Reproduce the lines of the listing below without any changes, from the line containing "In the picture above, where can the high-visibility" through the line containing "(1193, 221)", both included.

----

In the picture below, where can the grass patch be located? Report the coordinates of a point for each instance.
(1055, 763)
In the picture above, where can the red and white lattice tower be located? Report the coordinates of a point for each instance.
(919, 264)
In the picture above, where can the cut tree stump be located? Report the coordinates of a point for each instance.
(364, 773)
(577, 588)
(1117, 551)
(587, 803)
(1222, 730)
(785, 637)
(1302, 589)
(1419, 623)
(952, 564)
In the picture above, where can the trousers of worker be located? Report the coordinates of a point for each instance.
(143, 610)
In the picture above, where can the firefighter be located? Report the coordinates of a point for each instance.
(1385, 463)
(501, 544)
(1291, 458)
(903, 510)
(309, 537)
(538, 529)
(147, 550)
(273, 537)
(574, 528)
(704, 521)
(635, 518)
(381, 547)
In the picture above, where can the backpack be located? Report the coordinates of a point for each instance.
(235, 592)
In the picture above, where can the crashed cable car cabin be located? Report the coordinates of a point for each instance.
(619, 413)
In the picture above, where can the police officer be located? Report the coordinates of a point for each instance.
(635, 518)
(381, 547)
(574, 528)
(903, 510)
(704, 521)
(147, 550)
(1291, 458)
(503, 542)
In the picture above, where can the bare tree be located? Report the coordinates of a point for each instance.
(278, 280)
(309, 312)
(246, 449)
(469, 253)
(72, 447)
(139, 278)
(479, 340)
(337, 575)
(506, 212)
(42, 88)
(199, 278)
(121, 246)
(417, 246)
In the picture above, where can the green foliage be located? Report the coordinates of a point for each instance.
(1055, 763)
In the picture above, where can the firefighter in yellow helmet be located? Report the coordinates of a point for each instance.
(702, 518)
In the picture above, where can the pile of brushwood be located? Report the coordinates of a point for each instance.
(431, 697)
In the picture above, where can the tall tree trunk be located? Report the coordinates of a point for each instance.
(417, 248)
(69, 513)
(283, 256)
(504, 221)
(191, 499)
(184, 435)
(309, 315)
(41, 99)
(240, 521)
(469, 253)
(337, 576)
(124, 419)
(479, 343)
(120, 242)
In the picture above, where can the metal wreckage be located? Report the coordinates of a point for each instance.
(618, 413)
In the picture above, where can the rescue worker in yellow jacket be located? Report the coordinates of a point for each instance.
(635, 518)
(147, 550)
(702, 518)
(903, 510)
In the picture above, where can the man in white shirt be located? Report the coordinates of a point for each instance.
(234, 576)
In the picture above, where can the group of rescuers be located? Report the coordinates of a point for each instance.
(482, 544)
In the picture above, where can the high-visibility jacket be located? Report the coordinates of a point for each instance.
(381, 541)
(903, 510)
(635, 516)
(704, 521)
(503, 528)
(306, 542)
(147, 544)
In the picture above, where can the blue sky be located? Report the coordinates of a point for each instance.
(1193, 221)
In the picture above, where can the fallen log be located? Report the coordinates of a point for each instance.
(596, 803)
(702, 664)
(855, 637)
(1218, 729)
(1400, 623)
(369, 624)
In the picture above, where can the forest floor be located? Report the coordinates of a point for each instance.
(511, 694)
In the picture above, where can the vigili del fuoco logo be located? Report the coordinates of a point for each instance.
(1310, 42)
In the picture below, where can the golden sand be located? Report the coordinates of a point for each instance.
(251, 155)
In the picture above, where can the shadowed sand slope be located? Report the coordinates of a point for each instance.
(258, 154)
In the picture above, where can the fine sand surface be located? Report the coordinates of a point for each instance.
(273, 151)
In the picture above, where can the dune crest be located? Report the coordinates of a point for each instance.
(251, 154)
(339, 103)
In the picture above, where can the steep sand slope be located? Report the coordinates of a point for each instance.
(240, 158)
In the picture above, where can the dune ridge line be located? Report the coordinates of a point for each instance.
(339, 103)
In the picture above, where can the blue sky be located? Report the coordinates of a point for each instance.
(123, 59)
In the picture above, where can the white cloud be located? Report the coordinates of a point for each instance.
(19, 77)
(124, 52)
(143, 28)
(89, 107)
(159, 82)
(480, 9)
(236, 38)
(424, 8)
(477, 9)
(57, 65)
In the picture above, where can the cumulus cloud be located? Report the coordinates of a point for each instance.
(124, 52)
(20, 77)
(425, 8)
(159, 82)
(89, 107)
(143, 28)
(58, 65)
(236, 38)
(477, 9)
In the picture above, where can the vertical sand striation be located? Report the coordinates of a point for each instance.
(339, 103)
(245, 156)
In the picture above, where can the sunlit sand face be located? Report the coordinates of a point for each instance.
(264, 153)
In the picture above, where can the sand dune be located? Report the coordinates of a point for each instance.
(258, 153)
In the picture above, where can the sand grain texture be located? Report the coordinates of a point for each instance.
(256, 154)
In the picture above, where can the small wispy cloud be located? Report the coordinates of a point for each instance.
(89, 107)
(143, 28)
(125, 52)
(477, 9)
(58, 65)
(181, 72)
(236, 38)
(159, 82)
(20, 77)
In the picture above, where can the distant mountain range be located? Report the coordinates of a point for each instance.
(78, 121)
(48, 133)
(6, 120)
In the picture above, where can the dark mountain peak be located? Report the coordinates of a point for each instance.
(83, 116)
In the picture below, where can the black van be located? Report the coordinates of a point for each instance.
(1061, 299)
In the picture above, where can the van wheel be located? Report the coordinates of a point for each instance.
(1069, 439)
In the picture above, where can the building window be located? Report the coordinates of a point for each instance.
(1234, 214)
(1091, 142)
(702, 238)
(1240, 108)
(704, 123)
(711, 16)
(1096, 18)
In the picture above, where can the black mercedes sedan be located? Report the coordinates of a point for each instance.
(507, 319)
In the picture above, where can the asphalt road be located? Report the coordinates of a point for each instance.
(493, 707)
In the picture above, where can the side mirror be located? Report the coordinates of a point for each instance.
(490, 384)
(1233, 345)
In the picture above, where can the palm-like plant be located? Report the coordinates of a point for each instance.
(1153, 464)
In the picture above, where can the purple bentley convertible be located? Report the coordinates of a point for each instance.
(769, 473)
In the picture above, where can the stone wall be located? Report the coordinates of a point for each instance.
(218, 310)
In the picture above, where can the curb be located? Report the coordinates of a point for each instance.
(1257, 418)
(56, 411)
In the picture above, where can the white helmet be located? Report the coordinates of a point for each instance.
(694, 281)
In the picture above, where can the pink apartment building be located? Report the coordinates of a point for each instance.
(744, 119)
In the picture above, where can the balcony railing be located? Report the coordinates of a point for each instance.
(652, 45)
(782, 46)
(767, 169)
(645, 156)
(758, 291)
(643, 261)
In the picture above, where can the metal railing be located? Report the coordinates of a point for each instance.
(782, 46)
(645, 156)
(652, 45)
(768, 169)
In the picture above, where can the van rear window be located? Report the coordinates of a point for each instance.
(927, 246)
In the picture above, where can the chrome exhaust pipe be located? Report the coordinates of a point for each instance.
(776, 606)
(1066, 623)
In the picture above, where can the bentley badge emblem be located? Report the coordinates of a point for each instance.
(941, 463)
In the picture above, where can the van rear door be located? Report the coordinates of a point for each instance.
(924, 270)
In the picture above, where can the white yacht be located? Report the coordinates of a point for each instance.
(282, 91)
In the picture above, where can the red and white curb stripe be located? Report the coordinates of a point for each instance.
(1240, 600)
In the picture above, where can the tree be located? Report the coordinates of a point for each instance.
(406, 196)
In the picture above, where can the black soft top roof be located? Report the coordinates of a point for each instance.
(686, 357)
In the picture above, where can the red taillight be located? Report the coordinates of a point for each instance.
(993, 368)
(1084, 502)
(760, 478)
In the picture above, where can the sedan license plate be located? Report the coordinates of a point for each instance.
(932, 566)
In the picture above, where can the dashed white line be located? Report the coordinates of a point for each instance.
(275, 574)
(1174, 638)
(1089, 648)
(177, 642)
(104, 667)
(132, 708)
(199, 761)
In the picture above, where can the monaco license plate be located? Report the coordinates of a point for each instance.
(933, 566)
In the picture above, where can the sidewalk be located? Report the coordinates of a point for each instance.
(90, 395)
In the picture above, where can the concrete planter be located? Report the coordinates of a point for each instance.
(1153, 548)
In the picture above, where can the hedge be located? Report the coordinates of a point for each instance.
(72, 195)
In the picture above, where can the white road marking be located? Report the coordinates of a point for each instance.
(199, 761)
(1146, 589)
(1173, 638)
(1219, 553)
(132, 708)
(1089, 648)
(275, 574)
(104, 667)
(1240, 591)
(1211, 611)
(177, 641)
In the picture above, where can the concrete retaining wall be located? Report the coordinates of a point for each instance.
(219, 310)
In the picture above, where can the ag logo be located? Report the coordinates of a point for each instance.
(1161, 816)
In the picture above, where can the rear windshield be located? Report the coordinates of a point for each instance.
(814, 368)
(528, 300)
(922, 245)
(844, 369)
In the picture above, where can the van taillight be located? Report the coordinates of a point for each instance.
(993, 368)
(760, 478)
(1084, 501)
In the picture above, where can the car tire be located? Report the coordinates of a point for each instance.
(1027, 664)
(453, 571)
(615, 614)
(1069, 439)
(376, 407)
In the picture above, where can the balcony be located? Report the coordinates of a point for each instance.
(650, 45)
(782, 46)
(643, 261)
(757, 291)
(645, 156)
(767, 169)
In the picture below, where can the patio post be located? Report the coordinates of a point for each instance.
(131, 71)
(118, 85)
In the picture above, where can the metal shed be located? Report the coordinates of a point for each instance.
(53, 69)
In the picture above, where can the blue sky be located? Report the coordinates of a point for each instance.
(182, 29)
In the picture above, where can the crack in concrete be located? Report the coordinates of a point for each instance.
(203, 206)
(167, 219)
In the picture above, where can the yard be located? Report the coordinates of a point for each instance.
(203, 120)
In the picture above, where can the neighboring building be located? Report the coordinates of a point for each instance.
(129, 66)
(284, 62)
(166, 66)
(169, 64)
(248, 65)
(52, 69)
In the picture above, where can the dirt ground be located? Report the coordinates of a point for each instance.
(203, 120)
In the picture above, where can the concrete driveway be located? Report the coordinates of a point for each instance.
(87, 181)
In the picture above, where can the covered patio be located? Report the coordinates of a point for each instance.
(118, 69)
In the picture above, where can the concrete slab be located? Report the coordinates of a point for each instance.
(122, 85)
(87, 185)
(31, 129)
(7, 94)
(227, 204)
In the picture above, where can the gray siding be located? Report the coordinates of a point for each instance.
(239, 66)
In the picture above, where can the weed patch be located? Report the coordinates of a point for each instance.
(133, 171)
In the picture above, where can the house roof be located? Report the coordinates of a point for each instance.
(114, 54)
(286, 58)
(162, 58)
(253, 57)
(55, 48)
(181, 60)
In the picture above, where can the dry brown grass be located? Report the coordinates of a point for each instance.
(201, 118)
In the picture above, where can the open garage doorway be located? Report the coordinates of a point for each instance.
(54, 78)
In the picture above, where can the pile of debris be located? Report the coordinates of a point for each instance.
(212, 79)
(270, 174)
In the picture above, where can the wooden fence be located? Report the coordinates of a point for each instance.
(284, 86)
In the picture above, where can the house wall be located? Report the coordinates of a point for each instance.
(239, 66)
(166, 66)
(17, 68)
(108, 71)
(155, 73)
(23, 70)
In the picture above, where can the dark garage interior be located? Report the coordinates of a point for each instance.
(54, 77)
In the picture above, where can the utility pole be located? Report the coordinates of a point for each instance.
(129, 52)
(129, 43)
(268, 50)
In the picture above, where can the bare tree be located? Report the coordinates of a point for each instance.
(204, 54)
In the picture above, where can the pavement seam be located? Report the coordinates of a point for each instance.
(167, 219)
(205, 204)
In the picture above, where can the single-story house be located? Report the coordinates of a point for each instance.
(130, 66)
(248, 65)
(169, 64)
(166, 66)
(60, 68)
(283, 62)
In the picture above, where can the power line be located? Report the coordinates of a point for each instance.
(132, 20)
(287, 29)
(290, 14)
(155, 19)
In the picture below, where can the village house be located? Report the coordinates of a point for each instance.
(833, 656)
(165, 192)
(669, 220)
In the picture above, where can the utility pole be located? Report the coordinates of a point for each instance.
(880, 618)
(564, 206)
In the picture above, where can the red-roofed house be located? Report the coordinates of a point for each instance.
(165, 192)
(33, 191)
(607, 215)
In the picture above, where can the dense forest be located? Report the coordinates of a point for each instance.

----

▸ Worked solution
In the picture above, where can the high-visibility jacket be located? Report the coordinates of a point for each instance.
(381, 541)
(903, 510)
(635, 516)
(704, 521)
(503, 528)
(306, 542)
(147, 544)
In the picture above, where can the blue sky be located? Report the coordinates of a point for each instance.
(1193, 221)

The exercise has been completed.